It has been this way since the beginning, unfortunately. There is certainly no harm in trying on local models on local workloads with modest guardrails.

Like most of these models (Qwen, Gemma, Llama, gpt-oss), finding all the little gotchas like, special tokens and prompt structure, model preference are a PITA right now. The reward are really nice models that run exceptionally well in agentic harnesses tuned with the prompts and parameters you fought so hard to learn.

We must be in different communities... Qwen models are the most recommended ones that will actually run on local hardware that is accessible to the masses!
Yeah, but they're talking about fine-tunes.
Its not any better. Most of us at LocalLLama community dont like it except a few new people poping out and making posts.
Indeed, it performed worse than Qwen3.6-27b in my basic test.

TASKS AND EXERCISES:
**a)** From the discussion of local language models, list the model families named in parentheses after "Like most of these models".
**b)** Using the discussion of local language models, answer each of the following:
(i) Which community does one commenter say they belong to?
(ii) According to one reply, what are the others talking about?
(iii) Which model did the final commenter find performed better in their basic test?
**c)** Extend the discussion of local language models with the next few comments, starting after its final line.
The records below the text were taken from a separate source.

Stored dataset items
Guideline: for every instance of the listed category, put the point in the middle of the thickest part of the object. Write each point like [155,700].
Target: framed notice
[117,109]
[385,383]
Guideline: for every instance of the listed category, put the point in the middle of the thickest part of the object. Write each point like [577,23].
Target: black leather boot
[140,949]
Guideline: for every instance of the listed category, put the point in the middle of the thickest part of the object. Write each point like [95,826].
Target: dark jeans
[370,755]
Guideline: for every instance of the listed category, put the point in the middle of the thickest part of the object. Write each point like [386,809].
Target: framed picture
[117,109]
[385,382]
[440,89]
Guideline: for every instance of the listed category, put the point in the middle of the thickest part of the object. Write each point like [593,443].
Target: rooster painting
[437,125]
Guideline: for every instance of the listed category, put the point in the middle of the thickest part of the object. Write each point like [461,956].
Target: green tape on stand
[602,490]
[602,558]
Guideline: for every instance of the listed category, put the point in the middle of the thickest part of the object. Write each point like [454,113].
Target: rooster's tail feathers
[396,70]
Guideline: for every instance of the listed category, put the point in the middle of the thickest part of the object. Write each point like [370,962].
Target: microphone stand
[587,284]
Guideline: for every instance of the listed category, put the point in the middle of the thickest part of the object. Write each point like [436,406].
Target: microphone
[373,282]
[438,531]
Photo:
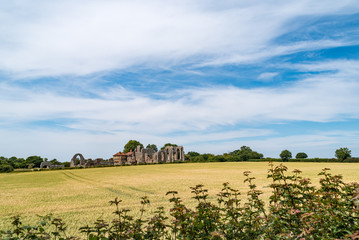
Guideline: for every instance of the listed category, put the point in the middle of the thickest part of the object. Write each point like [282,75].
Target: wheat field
[80,196]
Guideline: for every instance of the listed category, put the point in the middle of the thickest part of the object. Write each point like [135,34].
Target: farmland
[80,196]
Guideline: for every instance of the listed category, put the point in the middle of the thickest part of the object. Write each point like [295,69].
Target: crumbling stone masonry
[82,162]
[147,155]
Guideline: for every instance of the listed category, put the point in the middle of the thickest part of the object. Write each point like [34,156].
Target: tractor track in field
[85,180]
[77,178]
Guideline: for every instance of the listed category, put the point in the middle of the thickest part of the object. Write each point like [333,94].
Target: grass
[80,196]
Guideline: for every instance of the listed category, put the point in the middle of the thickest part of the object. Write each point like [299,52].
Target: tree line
[245,153]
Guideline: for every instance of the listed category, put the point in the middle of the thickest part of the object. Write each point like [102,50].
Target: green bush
[6,168]
[296,210]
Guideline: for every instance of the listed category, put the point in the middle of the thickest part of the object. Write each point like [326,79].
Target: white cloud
[81,37]
[267,76]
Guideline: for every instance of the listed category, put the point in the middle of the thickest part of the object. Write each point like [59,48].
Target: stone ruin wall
[140,155]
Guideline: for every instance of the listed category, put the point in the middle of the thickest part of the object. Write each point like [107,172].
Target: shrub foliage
[296,210]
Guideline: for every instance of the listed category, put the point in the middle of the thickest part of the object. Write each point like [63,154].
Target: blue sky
[87,76]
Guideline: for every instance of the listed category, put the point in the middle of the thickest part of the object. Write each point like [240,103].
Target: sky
[88,76]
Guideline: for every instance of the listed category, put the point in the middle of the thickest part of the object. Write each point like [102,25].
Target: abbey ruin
[148,155]
[138,156]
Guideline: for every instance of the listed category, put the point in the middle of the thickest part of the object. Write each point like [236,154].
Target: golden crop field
[80,196]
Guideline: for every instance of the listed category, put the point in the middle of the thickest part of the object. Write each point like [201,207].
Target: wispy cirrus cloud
[84,37]
[85,75]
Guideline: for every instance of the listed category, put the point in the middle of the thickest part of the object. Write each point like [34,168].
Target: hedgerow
[296,210]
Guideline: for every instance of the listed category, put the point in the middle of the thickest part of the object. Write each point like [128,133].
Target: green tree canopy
[343,153]
[131,145]
[168,144]
[152,146]
[193,154]
[285,155]
[301,155]
[244,154]
[36,160]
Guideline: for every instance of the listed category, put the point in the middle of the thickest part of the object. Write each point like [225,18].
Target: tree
[131,145]
[301,155]
[343,153]
[244,154]
[55,162]
[36,160]
[168,144]
[285,155]
[153,147]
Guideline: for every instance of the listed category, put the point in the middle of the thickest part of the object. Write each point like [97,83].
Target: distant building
[148,155]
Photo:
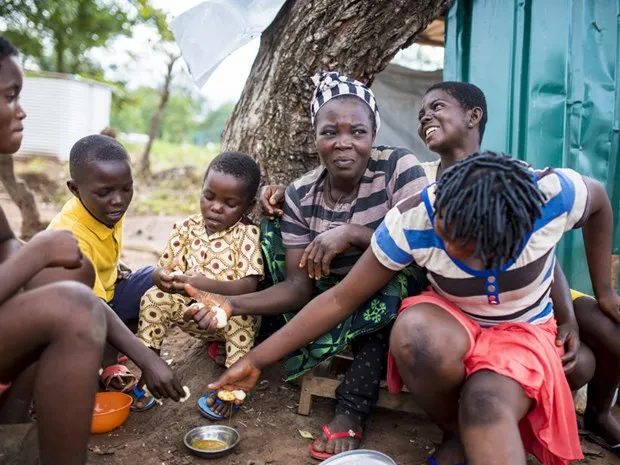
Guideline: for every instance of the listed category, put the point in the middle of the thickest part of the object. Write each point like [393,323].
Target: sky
[226,84]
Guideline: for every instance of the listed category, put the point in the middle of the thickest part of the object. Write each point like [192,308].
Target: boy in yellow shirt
[102,185]
[216,250]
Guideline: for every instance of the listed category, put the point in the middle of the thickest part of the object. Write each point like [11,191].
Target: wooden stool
[321,382]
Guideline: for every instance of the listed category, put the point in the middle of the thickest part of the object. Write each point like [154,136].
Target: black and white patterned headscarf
[330,84]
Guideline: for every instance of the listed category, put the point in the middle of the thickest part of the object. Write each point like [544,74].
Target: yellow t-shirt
[576,294]
[102,245]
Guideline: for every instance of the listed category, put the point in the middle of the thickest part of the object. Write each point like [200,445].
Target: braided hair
[492,198]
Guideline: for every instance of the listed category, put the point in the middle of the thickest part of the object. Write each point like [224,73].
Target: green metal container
[550,70]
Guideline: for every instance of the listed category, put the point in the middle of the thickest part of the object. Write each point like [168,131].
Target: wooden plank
[326,387]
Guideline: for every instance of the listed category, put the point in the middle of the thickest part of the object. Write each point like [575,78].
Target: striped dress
[521,291]
[392,175]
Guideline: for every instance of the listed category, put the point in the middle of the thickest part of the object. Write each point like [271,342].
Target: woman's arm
[568,330]
[597,236]
[324,312]
[235,287]
[326,246]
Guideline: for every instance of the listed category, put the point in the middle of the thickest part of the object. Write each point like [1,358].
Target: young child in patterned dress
[215,251]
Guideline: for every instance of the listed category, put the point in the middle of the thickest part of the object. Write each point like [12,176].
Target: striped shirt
[392,174]
[520,291]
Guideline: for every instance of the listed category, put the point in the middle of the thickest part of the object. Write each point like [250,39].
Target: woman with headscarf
[330,214]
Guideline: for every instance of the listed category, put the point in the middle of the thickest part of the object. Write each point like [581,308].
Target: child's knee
[482,404]
[412,342]
[82,314]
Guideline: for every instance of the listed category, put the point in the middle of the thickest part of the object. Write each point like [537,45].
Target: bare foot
[603,425]
[338,424]
[224,409]
[450,451]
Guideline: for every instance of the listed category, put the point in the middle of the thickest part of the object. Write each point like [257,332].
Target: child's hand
[162,279]
[204,312]
[241,376]
[610,304]
[272,200]
[568,337]
[58,248]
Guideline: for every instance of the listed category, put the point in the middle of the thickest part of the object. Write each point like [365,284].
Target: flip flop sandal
[137,394]
[329,435]
[432,461]
[118,373]
[205,408]
[214,353]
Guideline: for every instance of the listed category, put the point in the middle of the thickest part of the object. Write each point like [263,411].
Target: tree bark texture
[357,38]
[145,163]
[23,198]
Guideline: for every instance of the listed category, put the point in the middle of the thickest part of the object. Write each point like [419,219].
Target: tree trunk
[145,164]
[23,198]
[60,53]
[355,37]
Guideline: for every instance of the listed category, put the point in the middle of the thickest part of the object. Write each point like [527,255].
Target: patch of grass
[163,197]
[165,155]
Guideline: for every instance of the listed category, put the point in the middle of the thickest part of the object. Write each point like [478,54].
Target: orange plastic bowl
[111,411]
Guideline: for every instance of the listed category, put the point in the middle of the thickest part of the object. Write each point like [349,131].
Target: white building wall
[59,112]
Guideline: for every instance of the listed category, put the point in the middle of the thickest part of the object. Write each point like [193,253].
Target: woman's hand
[179,282]
[123,271]
[57,248]
[327,245]
[272,200]
[568,337]
[242,375]
[160,380]
[203,312]
[610,305]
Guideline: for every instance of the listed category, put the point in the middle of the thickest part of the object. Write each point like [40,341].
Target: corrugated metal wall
[61,111]
[550,70]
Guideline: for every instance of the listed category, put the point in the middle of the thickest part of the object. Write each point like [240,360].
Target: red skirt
[527,354]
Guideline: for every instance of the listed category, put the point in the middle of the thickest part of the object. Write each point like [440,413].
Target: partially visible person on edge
[102,185]
[216,250]
[56,332]
[448,107]
[329,217]
[457,119]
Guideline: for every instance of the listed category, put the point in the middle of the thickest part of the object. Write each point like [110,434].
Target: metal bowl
[355,457]
[219,432]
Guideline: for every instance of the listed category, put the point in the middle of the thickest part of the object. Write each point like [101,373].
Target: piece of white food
[187,394]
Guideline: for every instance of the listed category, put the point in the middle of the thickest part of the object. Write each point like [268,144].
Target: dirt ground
[268,423]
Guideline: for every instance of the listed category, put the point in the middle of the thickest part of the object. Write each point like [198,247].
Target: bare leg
[63,327]
[428,345]
[600,333]
[490,410]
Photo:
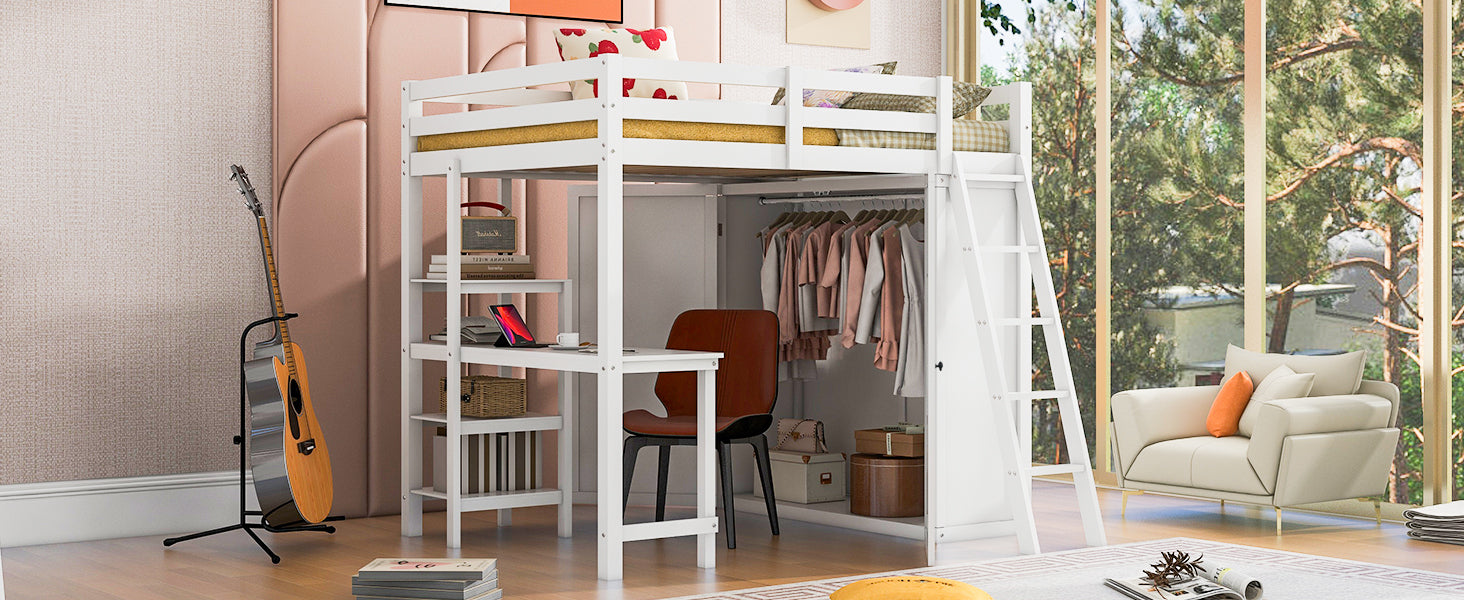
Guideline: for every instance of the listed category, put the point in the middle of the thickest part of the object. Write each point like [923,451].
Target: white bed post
[611,262]
[794,103]
[410,324]
[454,365]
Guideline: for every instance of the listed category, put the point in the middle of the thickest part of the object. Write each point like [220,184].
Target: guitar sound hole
[296,404]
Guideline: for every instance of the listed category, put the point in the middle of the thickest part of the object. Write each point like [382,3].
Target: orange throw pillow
[1230,403]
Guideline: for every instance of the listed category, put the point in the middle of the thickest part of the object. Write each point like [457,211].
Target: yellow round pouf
[909,587]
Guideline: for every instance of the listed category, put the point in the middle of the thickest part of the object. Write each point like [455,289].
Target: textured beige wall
[128,264]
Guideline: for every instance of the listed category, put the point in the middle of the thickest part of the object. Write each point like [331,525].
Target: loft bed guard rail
[516,106]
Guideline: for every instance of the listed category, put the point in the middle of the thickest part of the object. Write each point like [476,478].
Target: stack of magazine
[1212,583]
[428,578]
[1442,523]
[485,267]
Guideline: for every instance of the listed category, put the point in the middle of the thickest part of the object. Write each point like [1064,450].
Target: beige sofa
[1299,450]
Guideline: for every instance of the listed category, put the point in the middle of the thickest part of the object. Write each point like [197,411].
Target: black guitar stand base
[239,441]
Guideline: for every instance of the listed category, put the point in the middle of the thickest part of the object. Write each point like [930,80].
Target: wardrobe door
[671,265]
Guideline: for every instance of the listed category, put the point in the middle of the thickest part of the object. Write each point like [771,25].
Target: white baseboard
[128,507]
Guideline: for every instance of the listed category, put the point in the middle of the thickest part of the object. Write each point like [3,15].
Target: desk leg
[611,518]
[565,438]
[706,466]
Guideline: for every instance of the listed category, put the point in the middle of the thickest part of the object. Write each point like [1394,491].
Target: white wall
[129,262]
[754,32]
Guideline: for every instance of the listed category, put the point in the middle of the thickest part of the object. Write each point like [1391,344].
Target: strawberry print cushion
[656,43]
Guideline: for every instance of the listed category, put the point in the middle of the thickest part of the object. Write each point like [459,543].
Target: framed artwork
[605,10]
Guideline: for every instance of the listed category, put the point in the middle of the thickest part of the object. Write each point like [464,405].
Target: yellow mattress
[634,128]
[969,135]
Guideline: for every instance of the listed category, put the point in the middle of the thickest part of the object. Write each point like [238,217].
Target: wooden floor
[535,564]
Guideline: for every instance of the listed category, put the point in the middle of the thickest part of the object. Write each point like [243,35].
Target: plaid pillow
[966,97]
[829,98]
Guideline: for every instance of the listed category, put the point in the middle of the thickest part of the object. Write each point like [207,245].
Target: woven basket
[485,395]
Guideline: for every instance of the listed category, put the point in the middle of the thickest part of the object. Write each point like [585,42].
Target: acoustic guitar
[286,447]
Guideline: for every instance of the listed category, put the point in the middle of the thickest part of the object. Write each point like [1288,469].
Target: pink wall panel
[397,51]
[321,62]
[321,227]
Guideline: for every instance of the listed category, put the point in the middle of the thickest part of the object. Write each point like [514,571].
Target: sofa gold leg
[1123,512]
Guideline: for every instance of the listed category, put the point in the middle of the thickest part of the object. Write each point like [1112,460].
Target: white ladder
[1003,394]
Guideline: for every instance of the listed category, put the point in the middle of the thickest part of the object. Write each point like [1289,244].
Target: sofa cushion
[1204,463]
[1283,382]
[1335,375]
[1230,403]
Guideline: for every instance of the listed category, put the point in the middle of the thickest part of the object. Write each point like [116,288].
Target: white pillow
[1335,375]
[1281,384]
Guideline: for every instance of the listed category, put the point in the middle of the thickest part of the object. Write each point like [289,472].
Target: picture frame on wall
[602,10]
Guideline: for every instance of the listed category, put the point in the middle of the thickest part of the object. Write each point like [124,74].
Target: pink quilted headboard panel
[338,66]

ANSWER LIST:
**a)** Qwen, Gemma, Llama, gpt-oss

**b)**
(i) LocalLLama
(ii) Fine-tunes
(iii) Qwen3.6-27b

**c)**
It gave a fancier looking answer, but did a worse job following the prompt.

Roughly my experience so far; it trips up on itself a bit.

However, it's much more inclined to do web search unprompted, which is fascinating in its own way.

> LocalLLama community

Ah, the place that shit on gpt-oss because it wasn't good at porn. That place is not what it used to be, hasn't been since that karpathy tweet, tbh. It's mostly slop and vibes nowadays.

and a lot of bots advertising a rename models like this one.
Where’s a good place to go instead nowdays?
The local LLM community is now teeming with erstwhile crypto and NFT hucksters who've brought the culture of hype from their former communities with them. There still are a few deeply technical people left, but their voices are being crowded out by the vapid marketers'.
I've also noticed this. I wonder what causes the overlap. It can't be as simple as crypto and LLMs requiring the same hardware.
They both feed off of hype. The people posting about crypto are not the same people gpu mining crypto so I wouldn’t chalk it up to the same hardware
Money.
There are certain influential people on Twitter, who if you see them start tweeting on a subject, you know the influx of hype and hucksters is coming.
coughKarpathycough
/r/localllama is not like that at all.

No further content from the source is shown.